### DIRECTIONS FOR THIS TASK:
Exactly reproduce the lines from the line bearing "Target: cabinet side panel" through the end of the listing, inclusive of both; pictures are to be omitted.

*-*-*

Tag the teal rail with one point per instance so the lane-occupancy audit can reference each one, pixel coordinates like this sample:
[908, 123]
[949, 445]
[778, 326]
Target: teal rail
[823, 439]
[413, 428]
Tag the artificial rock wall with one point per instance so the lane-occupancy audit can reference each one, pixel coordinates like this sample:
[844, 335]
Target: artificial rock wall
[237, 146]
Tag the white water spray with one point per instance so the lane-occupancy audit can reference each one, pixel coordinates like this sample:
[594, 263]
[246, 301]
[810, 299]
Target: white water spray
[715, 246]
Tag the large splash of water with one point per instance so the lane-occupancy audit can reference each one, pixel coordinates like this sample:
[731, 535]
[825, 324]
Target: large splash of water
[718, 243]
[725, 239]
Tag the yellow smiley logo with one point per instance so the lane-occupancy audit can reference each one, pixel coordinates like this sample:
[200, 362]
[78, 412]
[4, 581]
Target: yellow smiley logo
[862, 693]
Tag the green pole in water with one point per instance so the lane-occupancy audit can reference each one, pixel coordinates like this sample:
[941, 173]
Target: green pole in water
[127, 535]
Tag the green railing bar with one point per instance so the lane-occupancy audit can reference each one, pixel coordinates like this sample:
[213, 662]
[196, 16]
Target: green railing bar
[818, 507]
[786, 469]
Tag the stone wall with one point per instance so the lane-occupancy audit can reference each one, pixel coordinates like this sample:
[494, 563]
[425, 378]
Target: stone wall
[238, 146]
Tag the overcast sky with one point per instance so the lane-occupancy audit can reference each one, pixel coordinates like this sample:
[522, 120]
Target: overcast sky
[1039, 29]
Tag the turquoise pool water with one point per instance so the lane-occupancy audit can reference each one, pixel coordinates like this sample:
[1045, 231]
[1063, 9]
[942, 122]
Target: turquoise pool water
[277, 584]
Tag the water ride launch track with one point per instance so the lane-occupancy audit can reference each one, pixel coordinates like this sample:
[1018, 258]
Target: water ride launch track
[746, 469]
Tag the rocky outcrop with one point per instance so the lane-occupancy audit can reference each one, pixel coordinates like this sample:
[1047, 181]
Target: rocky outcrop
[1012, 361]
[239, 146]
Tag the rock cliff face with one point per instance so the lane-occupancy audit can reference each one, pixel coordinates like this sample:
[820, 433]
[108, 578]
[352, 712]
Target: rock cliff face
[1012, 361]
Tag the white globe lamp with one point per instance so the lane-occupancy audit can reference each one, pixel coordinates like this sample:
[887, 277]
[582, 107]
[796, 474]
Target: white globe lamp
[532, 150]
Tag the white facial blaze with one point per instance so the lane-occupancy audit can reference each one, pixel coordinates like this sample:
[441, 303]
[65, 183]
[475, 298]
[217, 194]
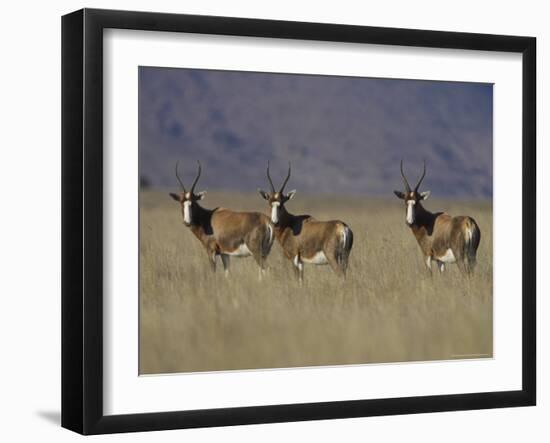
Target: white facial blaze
[187, 212]
[275, 212]
[410, 211]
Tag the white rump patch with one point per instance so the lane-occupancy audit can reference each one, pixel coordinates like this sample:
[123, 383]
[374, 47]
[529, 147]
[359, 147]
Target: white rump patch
[241, 251]
[187, 212]
[270, 229]
[298, 263]
[449, 257]
[318, 259]
[275, 212]
[410, 213]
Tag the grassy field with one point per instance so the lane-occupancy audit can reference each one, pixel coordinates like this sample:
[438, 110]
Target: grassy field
[389, 309]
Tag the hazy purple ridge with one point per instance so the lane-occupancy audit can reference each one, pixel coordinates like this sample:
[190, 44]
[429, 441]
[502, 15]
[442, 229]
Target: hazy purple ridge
[342, 134]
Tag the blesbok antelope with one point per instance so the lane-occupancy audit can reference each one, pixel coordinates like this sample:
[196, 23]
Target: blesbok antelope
[223, 232]
[304, 239]
[441, 237]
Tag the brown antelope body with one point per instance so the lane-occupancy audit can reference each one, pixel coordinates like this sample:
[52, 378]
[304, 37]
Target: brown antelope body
[224, 232]
[305, 239]
[441, 237]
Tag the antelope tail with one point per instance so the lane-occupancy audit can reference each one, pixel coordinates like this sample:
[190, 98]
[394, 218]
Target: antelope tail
[472, 237]
[344, 249]
[267, 240]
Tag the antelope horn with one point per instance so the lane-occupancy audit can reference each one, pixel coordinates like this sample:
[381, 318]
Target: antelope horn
[407, 186]
[269, 178]
[179, 179]
[421, 178]
[286, 179]
[196, 178]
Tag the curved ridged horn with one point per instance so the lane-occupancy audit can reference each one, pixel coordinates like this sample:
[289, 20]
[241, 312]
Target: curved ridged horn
[196, 178]
[286, 179]
[421, 178]
[269, 178]
[407, 186]
[179, 179]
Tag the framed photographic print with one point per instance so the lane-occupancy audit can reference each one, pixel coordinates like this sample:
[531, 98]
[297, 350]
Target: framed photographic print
[269, 221]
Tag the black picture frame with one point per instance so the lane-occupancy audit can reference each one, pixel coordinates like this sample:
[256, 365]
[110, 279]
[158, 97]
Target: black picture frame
[82, 220]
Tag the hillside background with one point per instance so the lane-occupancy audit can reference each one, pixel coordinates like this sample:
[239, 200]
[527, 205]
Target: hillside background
[342, 134]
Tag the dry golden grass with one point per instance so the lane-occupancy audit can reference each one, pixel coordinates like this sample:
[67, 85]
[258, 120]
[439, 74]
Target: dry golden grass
[389, 309]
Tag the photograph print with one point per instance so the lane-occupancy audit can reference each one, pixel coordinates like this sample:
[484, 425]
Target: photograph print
[291, 220]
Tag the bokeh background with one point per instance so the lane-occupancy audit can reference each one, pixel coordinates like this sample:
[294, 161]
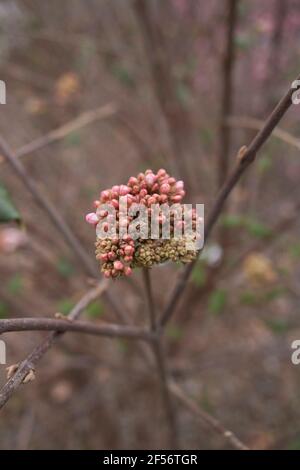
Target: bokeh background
[160, 79]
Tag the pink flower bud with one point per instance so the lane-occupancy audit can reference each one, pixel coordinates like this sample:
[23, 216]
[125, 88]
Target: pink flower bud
[118, 266]
[127, 238]
[116, 189]
[163, 198]
[165, 188]
[124, 190]
[115, 203]
[132, 181]
[143, 193]
[92, 218]
[105, 195]
[151, 200]
[150, 179]
[129, 250]
[161, 172]
[103, 213]
[111, 256]
[179, 185]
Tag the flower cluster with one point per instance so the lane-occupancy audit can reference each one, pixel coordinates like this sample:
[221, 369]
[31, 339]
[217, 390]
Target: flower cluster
[120, 254]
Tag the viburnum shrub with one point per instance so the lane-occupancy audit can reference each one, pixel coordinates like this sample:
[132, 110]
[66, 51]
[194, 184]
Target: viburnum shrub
[153, 192]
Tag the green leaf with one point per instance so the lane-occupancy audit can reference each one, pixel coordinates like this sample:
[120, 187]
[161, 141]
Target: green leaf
[8, 212]
[217, 301]
[65, 267]
[95, 309]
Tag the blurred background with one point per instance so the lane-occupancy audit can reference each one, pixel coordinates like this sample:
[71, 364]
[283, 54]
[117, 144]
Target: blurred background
[179, 84]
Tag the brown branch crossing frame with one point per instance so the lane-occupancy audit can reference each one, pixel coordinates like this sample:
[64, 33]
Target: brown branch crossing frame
[245, 157]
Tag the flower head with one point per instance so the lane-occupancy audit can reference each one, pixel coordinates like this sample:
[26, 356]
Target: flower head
[120, 254]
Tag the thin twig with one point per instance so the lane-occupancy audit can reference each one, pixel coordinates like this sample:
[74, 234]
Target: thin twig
[246, 122]
[226, 91]
[212, 422]
[160, 361]
[175, 116]
[56, 218]
[52, 324]
[29, 363]
[245, 157]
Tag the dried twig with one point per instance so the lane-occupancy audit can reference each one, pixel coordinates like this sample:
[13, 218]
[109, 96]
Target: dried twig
[160, 361]
[51, 324]
[212, 422]
[226, 91]
[38, 352]
[246, 122]
[245, 157]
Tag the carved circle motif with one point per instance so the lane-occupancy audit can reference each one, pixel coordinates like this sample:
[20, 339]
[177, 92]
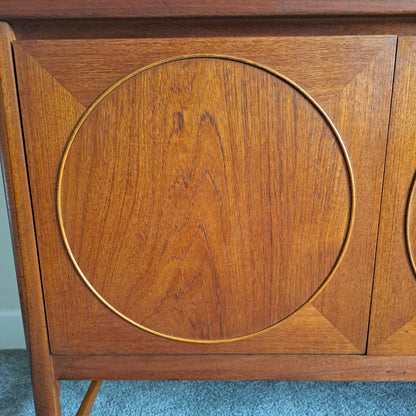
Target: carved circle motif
[74, 192]
[411, 226]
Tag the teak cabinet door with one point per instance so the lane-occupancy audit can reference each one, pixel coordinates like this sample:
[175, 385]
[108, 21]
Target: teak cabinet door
[213, 195]
[393, 317]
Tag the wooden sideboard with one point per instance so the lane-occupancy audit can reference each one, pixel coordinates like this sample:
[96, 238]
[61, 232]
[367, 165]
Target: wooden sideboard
[222, 192]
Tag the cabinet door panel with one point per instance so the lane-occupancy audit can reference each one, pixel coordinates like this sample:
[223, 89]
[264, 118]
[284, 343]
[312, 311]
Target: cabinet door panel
[208, 201]
[393, 316]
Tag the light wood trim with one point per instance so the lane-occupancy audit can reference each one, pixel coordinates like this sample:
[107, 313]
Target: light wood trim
[237, 367]
[45, 387]
[90, 396]
[176, 8]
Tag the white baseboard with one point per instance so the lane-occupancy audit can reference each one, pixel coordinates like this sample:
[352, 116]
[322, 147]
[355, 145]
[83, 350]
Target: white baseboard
[11, 330]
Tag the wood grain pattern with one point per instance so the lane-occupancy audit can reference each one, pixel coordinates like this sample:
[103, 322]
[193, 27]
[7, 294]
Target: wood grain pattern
[394, 305]
[215, 199]
[360, 93]
[45, 387]
[239, 367]
[86, 68]
[242, 27]
[175, 8]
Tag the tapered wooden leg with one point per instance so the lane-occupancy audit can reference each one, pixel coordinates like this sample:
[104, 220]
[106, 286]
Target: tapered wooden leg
[89, 398]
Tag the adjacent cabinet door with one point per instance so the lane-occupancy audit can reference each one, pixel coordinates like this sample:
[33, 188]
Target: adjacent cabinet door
[393, 317]
[213, 195]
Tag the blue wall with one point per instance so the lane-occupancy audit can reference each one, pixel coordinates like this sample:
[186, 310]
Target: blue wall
[11, 328]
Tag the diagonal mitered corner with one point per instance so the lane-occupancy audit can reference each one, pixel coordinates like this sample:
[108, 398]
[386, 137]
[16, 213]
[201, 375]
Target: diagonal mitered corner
[402, 342]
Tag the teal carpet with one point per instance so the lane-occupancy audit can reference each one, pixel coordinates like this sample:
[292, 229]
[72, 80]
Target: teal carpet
[209, 397]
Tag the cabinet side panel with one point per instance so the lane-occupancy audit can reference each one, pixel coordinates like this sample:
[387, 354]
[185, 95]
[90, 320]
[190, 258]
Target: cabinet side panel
[393, 318]
[46, 388]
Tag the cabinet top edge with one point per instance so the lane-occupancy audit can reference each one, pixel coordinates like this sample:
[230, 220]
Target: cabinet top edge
[78, 9]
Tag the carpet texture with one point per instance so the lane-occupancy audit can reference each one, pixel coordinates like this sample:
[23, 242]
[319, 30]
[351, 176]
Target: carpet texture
[209, 397]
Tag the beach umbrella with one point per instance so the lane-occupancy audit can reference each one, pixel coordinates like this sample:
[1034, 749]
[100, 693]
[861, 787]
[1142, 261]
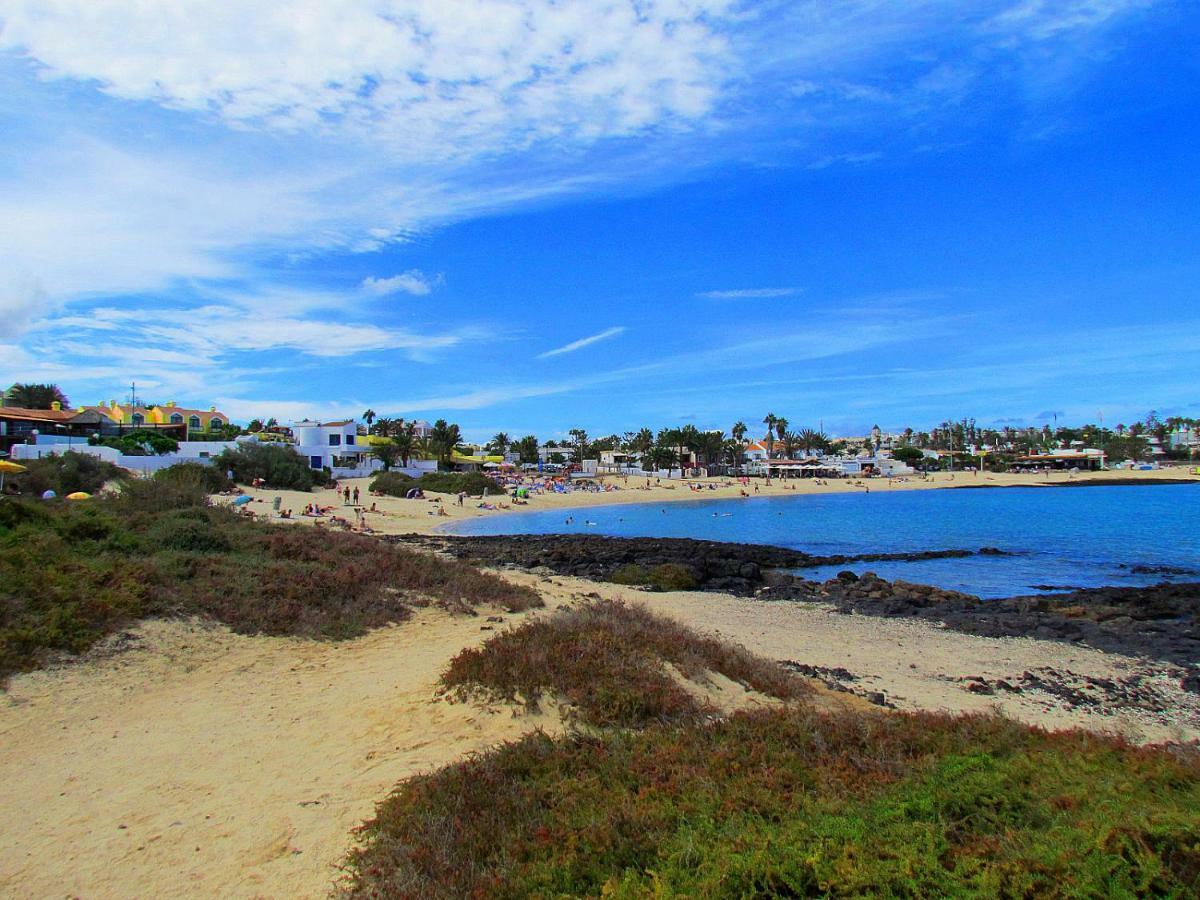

*-*-*

### REPLY:
Target: cabinet side panel
[393, 318]
[46, 388]
Tag the cabinet top edge with one point per instance so the lane-occupancy audit can reference each one, pixel coordinates like this sample:
[230, 220]
Target: cabinet top edge
[78, 9]
Tag the carpet texture with one point per instance so the lane-occupancy audit can reference each one, pixel coordinates like this sample:
[23, 242]
[319, 30]
[351, 176]
Target: carpet texture
[209, 397]
Tag the beach umbrella with one point per instance so the lane-occupancy audit can reference each one, pixel coordinates like this sample:
[1034, 749]
[100, 693]
[861, 787]
[1142, 261]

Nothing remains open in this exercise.